> _Aim of the exercise_:
Swap every occurrence of "keypoint" in the material for "point marker", and leave everything else unchanged.

--- Given entries ---

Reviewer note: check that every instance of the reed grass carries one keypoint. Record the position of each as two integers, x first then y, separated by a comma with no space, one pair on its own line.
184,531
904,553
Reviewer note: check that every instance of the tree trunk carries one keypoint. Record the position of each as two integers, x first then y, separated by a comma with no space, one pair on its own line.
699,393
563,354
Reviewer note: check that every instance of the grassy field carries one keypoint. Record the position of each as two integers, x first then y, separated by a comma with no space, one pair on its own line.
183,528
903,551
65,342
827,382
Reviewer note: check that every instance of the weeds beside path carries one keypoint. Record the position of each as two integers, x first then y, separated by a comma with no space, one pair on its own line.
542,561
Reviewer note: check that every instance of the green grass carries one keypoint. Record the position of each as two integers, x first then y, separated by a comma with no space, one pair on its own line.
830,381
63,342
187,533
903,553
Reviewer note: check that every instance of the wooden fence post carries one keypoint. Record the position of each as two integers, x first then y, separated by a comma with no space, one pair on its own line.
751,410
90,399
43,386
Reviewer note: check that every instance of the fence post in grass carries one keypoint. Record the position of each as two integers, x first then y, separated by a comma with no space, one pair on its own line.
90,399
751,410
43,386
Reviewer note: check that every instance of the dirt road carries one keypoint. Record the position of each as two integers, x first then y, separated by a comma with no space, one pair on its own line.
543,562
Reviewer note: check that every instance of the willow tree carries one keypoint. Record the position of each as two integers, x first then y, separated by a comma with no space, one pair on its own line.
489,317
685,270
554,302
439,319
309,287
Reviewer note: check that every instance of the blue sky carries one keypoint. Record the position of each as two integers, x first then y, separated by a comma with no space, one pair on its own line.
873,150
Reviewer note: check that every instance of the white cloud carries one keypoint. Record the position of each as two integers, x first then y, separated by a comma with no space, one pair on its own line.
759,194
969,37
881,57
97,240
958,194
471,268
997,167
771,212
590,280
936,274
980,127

---

> _In response_:
Reviewer note: check that every instance of the reed grass carries one point marker. Record the position of each as two integers, x first then y, separated by a comma with no space, one pair on its own line.
184,531
904,553
Reviewer note: check that every instance of the tree trunk carries one point marker. Record the position of each as two integers, x first then y, separated by a comma with no space, one pair on its own line.
699,393
563,354
Reviewer note: check that every instance of the grassy field carries one point marker. Record the position of each as two integers, x first then y, separated by a comma with no space, one pair on its own line.
183,528
903,551
65,342
827,382
Reviewer note: check that every instance of the weeds beside path carries one point marker. Record the position of each as two integers, x first then y, separated by a comma with no space, one pair on its own line.
542,561
Reviewer note: check that every instance of the green grass carries one point marker. Record the position of each as two integers, x first then y, separated by a comma with no space, one pair on its own line.
830,381
63,342
187,533
903,553
Reviewer note: check that every instance of the wooden fence post carries one point marker. Record the position of each as two integers, x first then y, separated by a comma with no space, one pair on its own line.
751,410
90,399
43,386
Reviewer note: check that every instance of the fence post in grass carries one point marker. Record the position of each as two integers, x first then y, separated by a comma with no space, one pair on its own line.
90,399
751,410
43,386
Reviewer note: check that every instance of the dirt road carries one point marker. Record the position of each as two integers, x first then y, separated by a comma with no space, one pair on its own line.
543,562
Reviewer note: check that every instance of the willow tree carries one point marker. Record the position of each as two integers, x first then y, separated by a comma with no space, one pair on its own line.
489,317
685,270
554,302
439,319
309,287
Reviewer note: check that every instance of the blue sky carries one point marker. Record the position of each as two integers, x first then y, separated by a comma with no space, one pair on its own line.
873,150
Reviewer note: check that every instance of the white cloud carries one point marker. Record the position of each as two integers, x first then y, separated by a comma with no space, one pair on its own line.
759,194
969,37
881,57
97,240
958,194
471,268
997,167
771,212
590,280
936,274
980,127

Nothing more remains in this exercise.